● **Задание**
Отфильтруйте записи и выведите без изменений каждую строку, содержащую слово «cargo». Регистр учитывается.

● **Исходные данные**
______________________________

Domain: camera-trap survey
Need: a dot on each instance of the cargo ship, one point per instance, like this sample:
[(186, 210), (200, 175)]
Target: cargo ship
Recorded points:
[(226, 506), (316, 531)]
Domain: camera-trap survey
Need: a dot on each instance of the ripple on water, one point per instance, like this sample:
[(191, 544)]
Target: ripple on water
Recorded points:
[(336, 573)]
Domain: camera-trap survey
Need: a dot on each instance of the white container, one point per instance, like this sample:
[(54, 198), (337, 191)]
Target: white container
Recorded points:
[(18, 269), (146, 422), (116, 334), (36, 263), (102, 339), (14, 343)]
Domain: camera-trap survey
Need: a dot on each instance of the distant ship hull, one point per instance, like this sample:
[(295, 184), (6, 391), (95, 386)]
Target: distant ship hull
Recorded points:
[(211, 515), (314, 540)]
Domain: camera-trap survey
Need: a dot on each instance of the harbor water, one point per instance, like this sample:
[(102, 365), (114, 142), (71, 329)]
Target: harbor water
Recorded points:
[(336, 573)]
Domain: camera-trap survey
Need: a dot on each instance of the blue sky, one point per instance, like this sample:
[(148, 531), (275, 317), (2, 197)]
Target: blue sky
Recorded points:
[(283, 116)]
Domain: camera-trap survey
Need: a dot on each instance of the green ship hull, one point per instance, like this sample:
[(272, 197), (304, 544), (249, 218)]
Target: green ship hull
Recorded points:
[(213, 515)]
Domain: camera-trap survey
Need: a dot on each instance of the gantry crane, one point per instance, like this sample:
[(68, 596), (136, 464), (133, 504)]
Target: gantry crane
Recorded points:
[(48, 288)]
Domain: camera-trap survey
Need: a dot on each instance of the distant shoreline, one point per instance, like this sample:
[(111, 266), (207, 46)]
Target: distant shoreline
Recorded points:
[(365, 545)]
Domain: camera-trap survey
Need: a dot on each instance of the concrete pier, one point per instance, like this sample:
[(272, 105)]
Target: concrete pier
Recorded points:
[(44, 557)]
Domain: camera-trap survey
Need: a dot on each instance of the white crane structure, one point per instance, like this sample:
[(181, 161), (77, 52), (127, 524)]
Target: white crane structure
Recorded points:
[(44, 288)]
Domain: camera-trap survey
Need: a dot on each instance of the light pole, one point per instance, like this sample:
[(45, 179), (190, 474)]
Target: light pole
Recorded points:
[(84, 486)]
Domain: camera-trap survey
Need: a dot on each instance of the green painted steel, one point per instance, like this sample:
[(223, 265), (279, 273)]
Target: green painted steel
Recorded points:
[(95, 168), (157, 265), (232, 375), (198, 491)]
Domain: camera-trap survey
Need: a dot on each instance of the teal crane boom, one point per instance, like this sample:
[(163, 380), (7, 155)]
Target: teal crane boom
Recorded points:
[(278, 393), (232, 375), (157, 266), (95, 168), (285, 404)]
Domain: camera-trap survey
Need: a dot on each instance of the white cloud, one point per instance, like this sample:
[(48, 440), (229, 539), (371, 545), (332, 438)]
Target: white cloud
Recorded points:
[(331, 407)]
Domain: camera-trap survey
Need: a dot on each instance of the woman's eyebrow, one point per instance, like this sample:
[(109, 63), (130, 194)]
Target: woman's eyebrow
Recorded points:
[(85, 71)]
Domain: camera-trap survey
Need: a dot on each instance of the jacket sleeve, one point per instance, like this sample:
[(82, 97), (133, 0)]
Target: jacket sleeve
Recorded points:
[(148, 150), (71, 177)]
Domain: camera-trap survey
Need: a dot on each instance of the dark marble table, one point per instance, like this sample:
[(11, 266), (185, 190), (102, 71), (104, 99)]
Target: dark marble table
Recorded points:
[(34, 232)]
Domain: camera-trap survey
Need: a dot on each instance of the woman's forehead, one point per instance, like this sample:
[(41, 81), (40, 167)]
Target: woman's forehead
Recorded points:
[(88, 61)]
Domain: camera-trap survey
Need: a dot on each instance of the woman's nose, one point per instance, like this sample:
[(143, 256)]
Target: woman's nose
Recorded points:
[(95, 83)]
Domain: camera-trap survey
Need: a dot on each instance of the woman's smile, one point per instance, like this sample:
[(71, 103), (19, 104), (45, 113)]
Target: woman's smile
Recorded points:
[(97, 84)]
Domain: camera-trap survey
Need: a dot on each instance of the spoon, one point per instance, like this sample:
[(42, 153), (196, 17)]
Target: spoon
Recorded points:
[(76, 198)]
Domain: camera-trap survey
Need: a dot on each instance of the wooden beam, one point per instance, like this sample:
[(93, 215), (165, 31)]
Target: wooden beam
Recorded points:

______________________________

● **Готовый ответ**
Need: a dot on each instance of the cargo ship, one point per instance, like this sample:
Target: cargo ship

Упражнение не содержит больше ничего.